Enregistrements d'un jeu d'annotation par points:

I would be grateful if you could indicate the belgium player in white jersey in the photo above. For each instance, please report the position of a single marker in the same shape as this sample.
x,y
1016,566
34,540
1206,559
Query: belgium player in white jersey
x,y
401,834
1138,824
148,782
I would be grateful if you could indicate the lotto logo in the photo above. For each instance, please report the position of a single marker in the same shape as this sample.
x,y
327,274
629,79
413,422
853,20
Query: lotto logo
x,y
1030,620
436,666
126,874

...

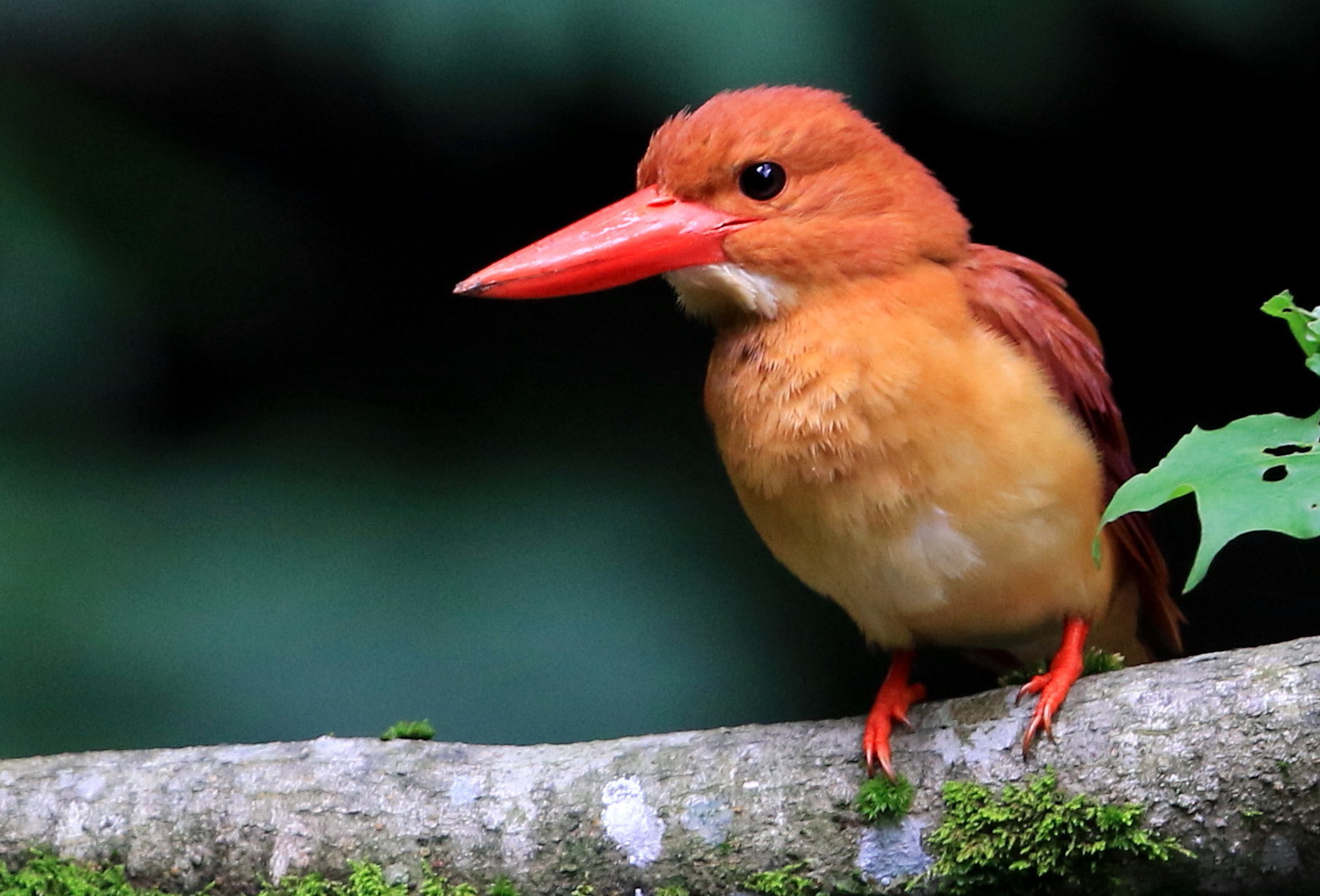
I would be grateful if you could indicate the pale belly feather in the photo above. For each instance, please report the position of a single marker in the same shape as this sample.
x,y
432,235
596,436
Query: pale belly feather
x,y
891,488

==

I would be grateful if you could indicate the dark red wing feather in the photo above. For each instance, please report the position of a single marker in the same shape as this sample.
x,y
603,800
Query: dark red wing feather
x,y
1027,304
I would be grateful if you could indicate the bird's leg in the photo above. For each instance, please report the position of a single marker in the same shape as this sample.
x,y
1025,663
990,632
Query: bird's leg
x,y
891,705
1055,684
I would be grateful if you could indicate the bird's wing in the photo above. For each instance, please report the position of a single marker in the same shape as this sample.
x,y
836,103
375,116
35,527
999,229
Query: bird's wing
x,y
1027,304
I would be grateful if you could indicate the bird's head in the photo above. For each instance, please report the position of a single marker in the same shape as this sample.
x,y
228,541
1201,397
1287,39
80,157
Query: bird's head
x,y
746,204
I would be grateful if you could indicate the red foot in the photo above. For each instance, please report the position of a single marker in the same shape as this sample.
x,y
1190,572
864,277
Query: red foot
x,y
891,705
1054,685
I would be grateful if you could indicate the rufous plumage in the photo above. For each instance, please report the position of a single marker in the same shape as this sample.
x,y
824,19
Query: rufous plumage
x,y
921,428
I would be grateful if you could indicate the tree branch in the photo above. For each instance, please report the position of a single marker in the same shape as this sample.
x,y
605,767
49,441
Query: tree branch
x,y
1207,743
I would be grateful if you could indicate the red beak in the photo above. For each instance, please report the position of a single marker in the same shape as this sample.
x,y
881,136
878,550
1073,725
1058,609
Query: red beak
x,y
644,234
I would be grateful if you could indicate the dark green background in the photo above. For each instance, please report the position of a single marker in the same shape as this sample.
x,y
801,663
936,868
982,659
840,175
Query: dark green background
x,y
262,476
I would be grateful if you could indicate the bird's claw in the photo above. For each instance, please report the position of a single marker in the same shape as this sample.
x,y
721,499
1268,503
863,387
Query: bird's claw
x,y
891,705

#### Énoncé de la tâche
Relevez toutes les lignes ci-dessus qui contiennent la chaîne « player », en tenant compte de la casse.

#### Solution attendue
I would be grateful if you could indicate the belgium player in white jersey in the photo above. For each instance, please report the position of a single marker in the same shape as this sample.
Query: belgium player in white jersey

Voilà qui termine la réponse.